[Stored data]
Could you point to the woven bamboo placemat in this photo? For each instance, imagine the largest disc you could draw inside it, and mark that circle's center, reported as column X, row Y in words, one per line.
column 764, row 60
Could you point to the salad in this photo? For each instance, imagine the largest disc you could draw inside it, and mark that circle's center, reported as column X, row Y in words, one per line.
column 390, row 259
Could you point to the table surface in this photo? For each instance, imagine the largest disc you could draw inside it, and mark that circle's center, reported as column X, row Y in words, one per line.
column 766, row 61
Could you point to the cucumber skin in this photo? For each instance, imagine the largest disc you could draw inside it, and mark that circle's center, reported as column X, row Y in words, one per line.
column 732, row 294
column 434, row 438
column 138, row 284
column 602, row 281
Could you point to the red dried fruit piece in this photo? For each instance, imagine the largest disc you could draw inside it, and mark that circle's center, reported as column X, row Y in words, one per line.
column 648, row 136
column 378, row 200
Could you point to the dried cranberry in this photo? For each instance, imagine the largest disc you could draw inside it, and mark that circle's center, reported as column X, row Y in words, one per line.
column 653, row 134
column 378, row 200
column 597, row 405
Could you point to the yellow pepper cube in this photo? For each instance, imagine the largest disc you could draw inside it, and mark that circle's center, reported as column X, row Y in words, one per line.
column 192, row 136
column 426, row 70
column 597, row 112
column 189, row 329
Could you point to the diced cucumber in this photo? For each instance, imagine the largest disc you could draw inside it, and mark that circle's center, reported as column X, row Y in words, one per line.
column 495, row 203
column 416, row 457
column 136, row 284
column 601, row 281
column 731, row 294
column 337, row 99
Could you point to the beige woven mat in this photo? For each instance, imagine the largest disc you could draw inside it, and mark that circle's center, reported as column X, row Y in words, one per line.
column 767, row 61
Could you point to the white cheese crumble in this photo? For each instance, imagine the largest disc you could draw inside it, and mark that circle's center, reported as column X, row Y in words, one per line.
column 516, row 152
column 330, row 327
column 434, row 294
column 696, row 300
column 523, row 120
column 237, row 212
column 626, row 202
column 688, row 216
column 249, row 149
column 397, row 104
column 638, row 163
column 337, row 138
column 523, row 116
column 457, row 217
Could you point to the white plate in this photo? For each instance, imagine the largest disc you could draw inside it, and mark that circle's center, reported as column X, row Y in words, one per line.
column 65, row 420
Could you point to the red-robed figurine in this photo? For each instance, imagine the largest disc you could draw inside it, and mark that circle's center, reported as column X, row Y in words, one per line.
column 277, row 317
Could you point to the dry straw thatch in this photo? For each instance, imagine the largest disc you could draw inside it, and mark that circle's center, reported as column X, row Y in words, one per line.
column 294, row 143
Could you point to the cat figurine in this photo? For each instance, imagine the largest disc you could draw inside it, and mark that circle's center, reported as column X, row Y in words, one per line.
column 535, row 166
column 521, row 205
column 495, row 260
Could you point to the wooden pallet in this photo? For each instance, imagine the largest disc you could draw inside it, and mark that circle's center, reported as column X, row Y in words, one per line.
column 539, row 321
[/Stored data]
Nothing in the data may be omitted; transcribe it exactly.

Output for this exercise:
Could you point to the woven bamboo placemat in this photo? For each instance, imagine the largest disc you could draw inside it, and mark that circle's center, reported as column X, row Y in words, one per line.
column 764, row 60
Could you point to the salad in this photo? For each instance, imagine the largest disc you could draw inside it, and mark that circle's center, reported as column X, row Y in words, one per line.
column 390, row 259
Could you point to the table surface in this photo? For each instance, imagine the largest disc you could draw inside it, and mark that circle's center, reported as column X, row Y in words, one per line.
column 766, row 61
Could you point to the cucumber skin in this photo? For each instance, imagine the largest disc you could draw inside it, and mark that circle's center, reported as column X, row Y in words, one per line.
column 732, row 294
column 434, row 438
column 138, row 284
column 602, row 281
Could you point to the red dried fruit piece in this photo? For each instance, imagine the largest disc you could draw inside it, and mark that circle's center, reported as column X, row Y in words, one per line.
column 648, row 136
column 378, row 200
Could you point to the dried cranberry in this photo? For each instance, imagine the largest disc you could draw inside it, and mark that circle's center, reported as column X, row Y in words, one per line.
column 653, row 134
column 378, row 200
column 597, row 405
Could you point to the yellow pepper cube in this photo? For each instance, imagine the largest disc you could draw inside it, and mark that circle's center, reported as column X, row Y in words, one per line.
column 192, row 136
column 426, row 70
column 597, row 112
column 189, row 329
Could you point to the diced cucumber in this photo? For each instance, imagine the largest disc you could draw inside it, and mark that circle's center, reported as column X, row Y in words, one per line.
column 495, row 203
column 416, row 457
column 136, row 284
column 601, row 281
column 731, row 294
column 337, row 99
Could you point to the beige woven mat in this photo? For each instance, imagine the largest disc you could draw inside it, and mark that circle's center, reported as column X, row Y in words, one per line.
column 767, row 61
Could you point to the white cheese crumble in this photo? For each instance, imagine the largest disc you could draw inside it, and mark that circle's center, reported as column X, row Y in words, one per line.
column 516, row 152
column 330, row 327
column 434, row 294
column 696, row 300
column 523, row 120
column 237, row 212
column 626, row 202
column 688, row 216
column 249, row 149
column 397, row 104
column 638, row 163
column 337, row 138
column 523, row 116
column 457, row 217
Could you point to the white plate in this photo? For each instance, imagine the largest disc you could draw inside it, and mark that circle's center, reported as column X, row Y in words, one per line.
column 65, row 420
Could you point to the red-robed figurine in this photo? For each instance, imagine the largest disc you could draw inside it, and mark that circle's center, reported as column X, row Y in words, one per line.
column 277, row 317
Could you point to the dry straw thatch in this photo? For each instance, imagine the largest disc you could draw inside it, and mark that circle's center, reported as column X, row Y in words, one per line.
column 294, row 143
Could you point to the cat figurine in this photo? For each instance, imagine the largest disc you could draw inside it, and mark that circle's center, reported as column X, row Y in words, one per line.
column 535, row 166
column 521, row 205
column 495, row 260
Could you point to the wooden pallet in this photo? For each instance, imagine the largest disc you could draw inside it, and mark that circle's center, reported as column X, row Y in words, one per line.
column 539, row 321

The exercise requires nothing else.